**Given task:** In the airline forecast passage below, what new share price target did UBS set for Virgin?

**Quoted passage:**
UBS cut its pre-tax profit estimate this week by a third, from $135 million to $90 million, following the airline's own downgrade earlier this month. UBS also trimmed its share price target from 80 cents to 70 cents.

Virgin shares fell 3 to a six-month low of 46.5 cents yesterday.

UBS aviation analysts Simon Mitchell and Ramoun Lazar believe the Brisbane-based carrier should wind back its planned 7 per cent growth plans on short-haul routes to head off a likely fall in demand.

"Virgin is heavily exposed to any oversupply, deriving (about) 60 per cent of revenue from domestic leisure travel," they wrote in a client note.

"Virgin is also facing significant capacity expansions in the order of 20 per cent on some of its more profitable routes, such as the Gold Coast, from Tiger and Jetstar.

"We see current capacity plans in fiscal year 2011 by domestic airlines as too high and believe Virgin's aim of 7 per cent short-haul capacity growth could be scaled back."

**Extracted data:**
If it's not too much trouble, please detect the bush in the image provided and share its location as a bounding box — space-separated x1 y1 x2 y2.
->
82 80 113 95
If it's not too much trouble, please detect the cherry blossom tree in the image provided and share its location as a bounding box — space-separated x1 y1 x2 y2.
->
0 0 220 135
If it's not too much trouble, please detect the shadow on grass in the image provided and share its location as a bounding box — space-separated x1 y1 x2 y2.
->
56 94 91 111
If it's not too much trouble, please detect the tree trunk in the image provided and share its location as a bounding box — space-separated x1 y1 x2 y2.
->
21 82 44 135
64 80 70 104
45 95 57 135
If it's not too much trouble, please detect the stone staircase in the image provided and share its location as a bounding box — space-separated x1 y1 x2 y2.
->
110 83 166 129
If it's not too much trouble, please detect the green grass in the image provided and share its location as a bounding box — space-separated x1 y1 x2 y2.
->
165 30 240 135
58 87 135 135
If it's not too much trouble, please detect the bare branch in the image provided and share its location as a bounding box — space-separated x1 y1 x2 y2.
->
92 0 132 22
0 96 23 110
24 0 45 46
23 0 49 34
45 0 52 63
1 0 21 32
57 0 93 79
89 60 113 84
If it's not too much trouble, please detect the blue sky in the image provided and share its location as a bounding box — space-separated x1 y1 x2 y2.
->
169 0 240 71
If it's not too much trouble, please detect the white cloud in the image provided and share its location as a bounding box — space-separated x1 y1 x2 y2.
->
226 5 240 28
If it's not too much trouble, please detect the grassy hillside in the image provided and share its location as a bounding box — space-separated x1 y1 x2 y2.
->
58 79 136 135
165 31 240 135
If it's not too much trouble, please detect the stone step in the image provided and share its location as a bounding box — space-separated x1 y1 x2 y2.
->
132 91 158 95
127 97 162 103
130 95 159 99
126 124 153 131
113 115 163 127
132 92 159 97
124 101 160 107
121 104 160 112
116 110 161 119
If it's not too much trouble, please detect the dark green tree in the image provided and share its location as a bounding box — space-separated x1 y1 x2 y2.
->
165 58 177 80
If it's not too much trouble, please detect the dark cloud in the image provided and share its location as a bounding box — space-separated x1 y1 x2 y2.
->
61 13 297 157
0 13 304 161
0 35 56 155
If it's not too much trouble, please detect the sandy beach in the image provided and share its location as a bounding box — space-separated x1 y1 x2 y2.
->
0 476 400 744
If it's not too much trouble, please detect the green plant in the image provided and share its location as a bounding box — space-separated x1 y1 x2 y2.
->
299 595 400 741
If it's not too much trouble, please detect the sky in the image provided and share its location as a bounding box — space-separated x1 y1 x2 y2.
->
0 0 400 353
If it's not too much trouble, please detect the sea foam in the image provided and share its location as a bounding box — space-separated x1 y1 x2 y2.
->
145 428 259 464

**Answer:** 70 cents, down from 80 cents.